Segment Open

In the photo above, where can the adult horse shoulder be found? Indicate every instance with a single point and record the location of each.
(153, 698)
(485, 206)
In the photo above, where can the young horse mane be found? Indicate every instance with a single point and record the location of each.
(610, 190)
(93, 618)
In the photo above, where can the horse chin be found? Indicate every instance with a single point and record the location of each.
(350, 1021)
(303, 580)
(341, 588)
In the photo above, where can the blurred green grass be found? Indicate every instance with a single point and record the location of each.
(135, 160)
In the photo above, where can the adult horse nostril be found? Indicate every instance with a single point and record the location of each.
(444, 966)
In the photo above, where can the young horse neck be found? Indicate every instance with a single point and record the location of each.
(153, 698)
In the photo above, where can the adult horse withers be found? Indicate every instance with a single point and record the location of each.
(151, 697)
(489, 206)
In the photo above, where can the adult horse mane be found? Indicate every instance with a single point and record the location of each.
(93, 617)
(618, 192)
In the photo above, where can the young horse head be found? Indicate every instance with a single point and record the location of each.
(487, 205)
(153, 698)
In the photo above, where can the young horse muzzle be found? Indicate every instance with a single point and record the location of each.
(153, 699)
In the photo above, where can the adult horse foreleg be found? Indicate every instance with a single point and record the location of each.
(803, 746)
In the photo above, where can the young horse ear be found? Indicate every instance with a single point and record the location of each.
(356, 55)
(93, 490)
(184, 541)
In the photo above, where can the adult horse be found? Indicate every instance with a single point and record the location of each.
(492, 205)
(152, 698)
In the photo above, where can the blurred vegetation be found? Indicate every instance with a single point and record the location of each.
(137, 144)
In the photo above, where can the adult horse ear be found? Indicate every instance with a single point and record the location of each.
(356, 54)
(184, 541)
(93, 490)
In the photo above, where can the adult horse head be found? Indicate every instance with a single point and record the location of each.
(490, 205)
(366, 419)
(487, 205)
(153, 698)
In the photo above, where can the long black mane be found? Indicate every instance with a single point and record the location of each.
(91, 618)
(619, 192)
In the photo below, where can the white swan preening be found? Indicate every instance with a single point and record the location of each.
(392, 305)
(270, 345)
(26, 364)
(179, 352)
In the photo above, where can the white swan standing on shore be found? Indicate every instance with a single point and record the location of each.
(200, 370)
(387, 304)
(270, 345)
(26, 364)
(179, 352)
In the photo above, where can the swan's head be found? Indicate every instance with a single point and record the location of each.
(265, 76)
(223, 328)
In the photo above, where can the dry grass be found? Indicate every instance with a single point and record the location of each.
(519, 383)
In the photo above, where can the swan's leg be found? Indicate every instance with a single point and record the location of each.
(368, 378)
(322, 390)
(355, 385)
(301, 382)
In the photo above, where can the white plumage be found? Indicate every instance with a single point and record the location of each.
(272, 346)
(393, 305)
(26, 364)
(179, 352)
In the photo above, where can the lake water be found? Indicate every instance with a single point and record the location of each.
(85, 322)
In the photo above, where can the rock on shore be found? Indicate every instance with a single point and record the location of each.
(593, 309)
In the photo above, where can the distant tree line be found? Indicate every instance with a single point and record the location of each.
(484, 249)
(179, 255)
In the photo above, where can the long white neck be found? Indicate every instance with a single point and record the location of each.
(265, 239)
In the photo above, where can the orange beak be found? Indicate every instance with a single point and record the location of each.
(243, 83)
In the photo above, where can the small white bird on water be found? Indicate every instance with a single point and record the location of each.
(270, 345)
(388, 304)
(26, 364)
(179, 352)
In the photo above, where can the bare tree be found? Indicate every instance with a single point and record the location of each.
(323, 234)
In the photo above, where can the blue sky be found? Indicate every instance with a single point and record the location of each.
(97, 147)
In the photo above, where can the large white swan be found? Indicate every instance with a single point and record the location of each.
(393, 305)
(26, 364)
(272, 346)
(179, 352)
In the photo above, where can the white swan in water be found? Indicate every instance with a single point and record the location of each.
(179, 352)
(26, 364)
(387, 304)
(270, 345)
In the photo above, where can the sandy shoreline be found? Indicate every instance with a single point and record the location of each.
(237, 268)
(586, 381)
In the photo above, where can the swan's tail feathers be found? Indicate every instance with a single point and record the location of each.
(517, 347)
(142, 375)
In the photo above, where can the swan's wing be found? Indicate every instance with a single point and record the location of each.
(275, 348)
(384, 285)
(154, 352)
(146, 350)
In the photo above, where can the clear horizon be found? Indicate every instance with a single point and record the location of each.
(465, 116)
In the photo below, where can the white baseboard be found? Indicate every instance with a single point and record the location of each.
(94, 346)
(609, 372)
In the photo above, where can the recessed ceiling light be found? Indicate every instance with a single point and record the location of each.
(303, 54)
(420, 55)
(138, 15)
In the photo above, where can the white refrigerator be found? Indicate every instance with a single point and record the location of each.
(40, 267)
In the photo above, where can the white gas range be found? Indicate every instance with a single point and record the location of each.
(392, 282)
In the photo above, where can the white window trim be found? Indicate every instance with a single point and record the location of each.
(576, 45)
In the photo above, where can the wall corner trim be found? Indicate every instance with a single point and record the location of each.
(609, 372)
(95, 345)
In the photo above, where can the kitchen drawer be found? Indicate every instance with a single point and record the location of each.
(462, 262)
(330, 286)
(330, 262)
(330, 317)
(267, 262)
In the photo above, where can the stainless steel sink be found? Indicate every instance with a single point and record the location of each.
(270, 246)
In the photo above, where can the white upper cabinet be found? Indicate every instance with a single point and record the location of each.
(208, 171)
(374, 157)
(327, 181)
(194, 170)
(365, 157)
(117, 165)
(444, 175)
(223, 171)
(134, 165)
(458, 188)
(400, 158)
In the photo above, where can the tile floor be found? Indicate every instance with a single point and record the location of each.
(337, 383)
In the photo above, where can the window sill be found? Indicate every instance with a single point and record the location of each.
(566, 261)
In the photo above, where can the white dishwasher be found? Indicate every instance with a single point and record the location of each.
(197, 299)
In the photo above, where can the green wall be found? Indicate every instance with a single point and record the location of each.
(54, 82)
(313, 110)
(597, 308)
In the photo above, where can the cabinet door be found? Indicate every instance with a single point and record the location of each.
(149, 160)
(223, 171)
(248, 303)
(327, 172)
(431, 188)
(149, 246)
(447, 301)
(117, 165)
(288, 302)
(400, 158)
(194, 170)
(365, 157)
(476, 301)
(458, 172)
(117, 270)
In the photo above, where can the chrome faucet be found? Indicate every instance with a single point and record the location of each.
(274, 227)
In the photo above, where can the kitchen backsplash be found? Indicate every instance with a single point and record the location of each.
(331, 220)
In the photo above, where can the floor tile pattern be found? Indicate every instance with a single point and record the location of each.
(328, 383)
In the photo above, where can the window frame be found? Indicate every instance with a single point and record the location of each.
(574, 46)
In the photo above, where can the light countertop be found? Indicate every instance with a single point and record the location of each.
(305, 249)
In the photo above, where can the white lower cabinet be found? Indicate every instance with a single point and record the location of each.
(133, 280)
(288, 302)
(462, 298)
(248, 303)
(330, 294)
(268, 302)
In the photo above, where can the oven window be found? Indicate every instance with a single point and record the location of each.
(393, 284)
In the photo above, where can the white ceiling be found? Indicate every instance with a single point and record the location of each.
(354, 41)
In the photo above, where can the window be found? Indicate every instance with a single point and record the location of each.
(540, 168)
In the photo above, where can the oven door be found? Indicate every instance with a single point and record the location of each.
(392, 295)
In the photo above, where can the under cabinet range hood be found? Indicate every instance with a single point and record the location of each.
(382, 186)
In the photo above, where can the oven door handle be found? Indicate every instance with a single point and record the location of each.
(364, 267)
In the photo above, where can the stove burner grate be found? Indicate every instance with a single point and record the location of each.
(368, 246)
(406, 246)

Segment Closed

--- TASK OBJECTIVE ---
Copy every record once more, exactly as given.

--- EXERCISE RESPONSE ---
In the photo above, where can the adult horse shoulder be found? Indicate every instance with a single point and record the location of each.
(153, 698)
(485, 206)
In the photo above, where can the young horse mane be found? Indicate every instance with a single point and record the location of each.
(610, 190)
(93, 618)
In the photo above, where can the horse chin be found? Indicate every instance with a single point and record the location of each.
(350, 1021)
(303, 580)
(341, 588)
In the photo above, where can the blurred green grass be found? Indicate every instance with a single point and record the location of each.
(135, 160)
In the photo above, where can the adult horse nostril be found? Indicate every instance with a single point and record the location of each.
(444, 966)
In the photo above, where can the young horse neck be found? Indicate every instance with a single point and record the location of each.
(153, 698)
In the photo above, where can the adult horse withers be found? Indicate every instance with a single point and record the location of each.
(151, 697)
(489, 206)
In the photo above, where can the adult horse mane be found? Indicate every instance with a single point and record the location of each.
(93, 617)
(618, 192)
In the photo above, where can the young horse head be found? Indicate every instance with a single point and record the location of each.
(487, 205)
(153, 698)
In the photo above, where can the young horse muzzle be found? Indicate every instance with a single point and record the location of each.
(153, 699)
In the photo above, where can the adult horse foreleg be found? Indicate every instance with a single point and record the location of each.
(803, 746)
In the photo above, where can the young horse ear be found? Indicate every instance with a single point and record the location of each.
(356, 55)
(93, 490)
(184, 541)
In the photo above, where can the adult horse be found? Indicate every instance with a single point and record the location of each.
(492, 205)
(152, 698)
In the photo above, where can the blurred vegetation be found? Indicate every instance with a single point and record the location of each.
(137, 144)
In the photo above, where can the adult horse ear be found? Indicate every instance with a single point and record the location of each.
(356, 54)
(184, 541)
(93, 490)
In the photo above, where can the adult horse head be found? Indicate every instance with a single point and record the location of each.
(490, 205)
(366, 419)
(487, 205)
(153, 698)
In the photo above, where can the long black mane be found? Indicate every instance with a single point and record the location of each.
(91, 618)
(619, 192)
In the photo below, where can the white swan preening be found? Indicate every instance with a single point and record the location of each.
(392, 305)
(270, 345)
(26, 364)
(179, 352)
In the photo above, where can the white swan standing on shore be found? Indicate every instance with a single point and record the location of each.
(200, 370)
(387, 304)
(270, 345)
(26, 364)
(179, 352)
In the photo above, where can the swan's head be found? Indicate every instance with a single point and record the location of each.
(265, 76)
(223, 328)
In the photo above, where can the dry grass be found? Indicate every instance with a single point and record the location of each.
(519, 383)
In the photo above, where can the swan's leg be found? Indicate every instance with a single point and record the location of each.
(368, 378)
(322, 390)
(355, 385)
(301, 382)
In the photo above, where can the white plumage be found? Indicate every instance with a single point and record the location of each.
(272, 346)
(393, 305)
(26, 364)
(179, 352)
In the photo above, where can the lake water be found? Indicate every instance with a single point and record the location of each.
(85, 322)
In the photo above, where can the rock on shore be found? Indicate every instance with a single point and record the location of each.
(593, 309)
In the photo above, where can the distant tree line be found? Indicate every instance with a single point and record the location of each.
(484, 249)
(179, 255)
In the photo above, where can the long white neck be found? Indicate every instance with a single point and record the location of each.
(265, 239)
In the photo above, where can the orange beak be found? Indicate every instance with a single point and record the location of each.
(243, 83)
In the photo above, where can the small white bird on water be found? Indicate every instance with a single point and record the location of each.
(270, 345)
(388, 304)
(26, 364)
(179, 352)
In the photo above, where can the bare tree be found? Indicate every instance with a single point and record the location of each.
(323, 234)
In the photo above, where can the blue sky be found? Indicate every instance with a single point and record the location of each.
(97, 147)
In the photo above, where can the large white swan be found? Indicate every instance with a single point and record the location of each.
(393, 305)
(26, 364)
(272, 346)
(179, 352)
In the photo above, where can the white swan in water be found? Indicate every instance with a single point and record the location of each.
(179, 352)
(26, 364)
(387, 304)
(270, 345)
In the photo above, where can the sandy shoreline be found? Indicate every instance with a single point and record the location of each.
(237, 268)
(586, 381)
In the photo above, where can the swan's tail feathers be found? Indicate every instance with a single point and record the location of each.
(517, 347)
(142, 375)
In the photo above, where can the swan's wing be found? Indicate every instance with a single point and record the location of each.
(275, 348)
(384, 285)
(154, 352)
(146, 350)
In the photo above, where can the clear horizon be found? Indicate every instance with a single point and record the location of each.
(465, 116)
In the photo below, where can the white baseboard be found? Indicate every instance with a single point and record the location of each.
(94, 346)
(609, 372)
In the photo above, where can the recessed ceiling light be found? Indicate every instance with a single point and record the location of each.
(303, 54)
(420, 55)
(138, 15)
In the photo above, where can the white refrigerator be found? Indicate every instance with a single point and record the location of each.
(40, 267)
In the photo above, where can the white gas range be found? Indicate every instance with a single point and record the location of each.
(392, 282)
In the photo above, where can the white window trim be found? Indicate every instance with a single point and record the location of each.
(576, 45)
In the photo above, where can the wall corner trim be found? Indicate every instance with a single point and record the location of each.
(609, 372)
(95, 345)
In the photo above, where can the kitchen drawer be found? Indicate every instance with a single point and record the location of each.
(462, 262)
(330, 286)
(330, 262)
(330, 317)
(267, 262)
In the photo above, where can the stainless steel sink be found? Indicate every instance with a single point and record the location of each.
(270, 246)
In the photo above, where can the white upper cabinet be found? Indicate every instance with a single point and record the location of each.
(208, 171)
(374, 157)
(327, 181)
(194, 170)
(365, 157)
(117, 165)
(444, 175)
(223, 171)
(134, 165)
(458, 188)
(400, 158)
In the photo above, where can the tile floor be found? Indicate every instance with a single point and record the location of each.
(337, 383)
In the photo above, where can the window sill be found? Indicate every instance with a single point and record the location of each.
(566, 261)
In the photo above, where can the white dishwasher be found? Indicate every instance with a single point and record the location of each.
(197, 299)
In the photo above, where can the green wall be found? Indicate every instance with a single point and record the location of each.
(54, 82)
(313, 110)
(597, 308)
In the photo above, where can the cabinet door be found? Indicate every instance with a single point and record the location of each.
(149, 160)
(223, 171)
(248, 303)
(327, 172)
(431, 188)
(149, 246)
(447, 301)
(117, 165)
(288, 302)
(400, 158)
(194, 170)
(365, 157)
(476, 301)
(458, 172)
(117, 270)
In the photo above, where can the chrome faucet be found? Indicate every instance with a single point and record the location of each.
(274, 227)
In the photo above, where can the kitchen backsplash be found? Indicate every instance with a single point and record the location of each.
(331, 220)
In the photo above, where can the floor tile pattern be found? Indicate every instance with a single point and record the location of each.
(328, 383)
In the photo above, where can the window frame be found? Indicate every instance with a single point and record the location of each.
(574, 46)
In the photo above, where can the light countertop be found? Indicate every instance with a single point and record the location of each.
(305, 249)
In the photo above, where can the white lower cabinet be found? Indicate every instance with a single point and record the location of each.
(133, 280)
(288, 302)
(462, 298)
(248, 303)
(330, 294)
(268, 302)
In the photo above, where can the oven window be found? Indicate every instance with a single point and record the location of each.
(393, 284)
In the photo above, where can the white ceiling be found? Indicate every instance with a single point and record the location of each.
(354, 41)
In the photo above, where can the window be found? Indicate every instance with a single point and record the location of each.
(540, 168)
In the photo above, where can the oven door be found? Indicate every instance with a single point and record the location of each.
(392, 295)
In the photo above, where can the under cabinet range hood be found? Indicate every instance with a single point and record the location of each.
(382, 186)
In the photo above, where can the oven door handle be found? Indicate every instance with a single point and record the location of each.
(364, 267)
In the photo above, where can the stove burner grate be found? Indicate every instance with a single point and record the location of each.
(368, 246)
(406, 246)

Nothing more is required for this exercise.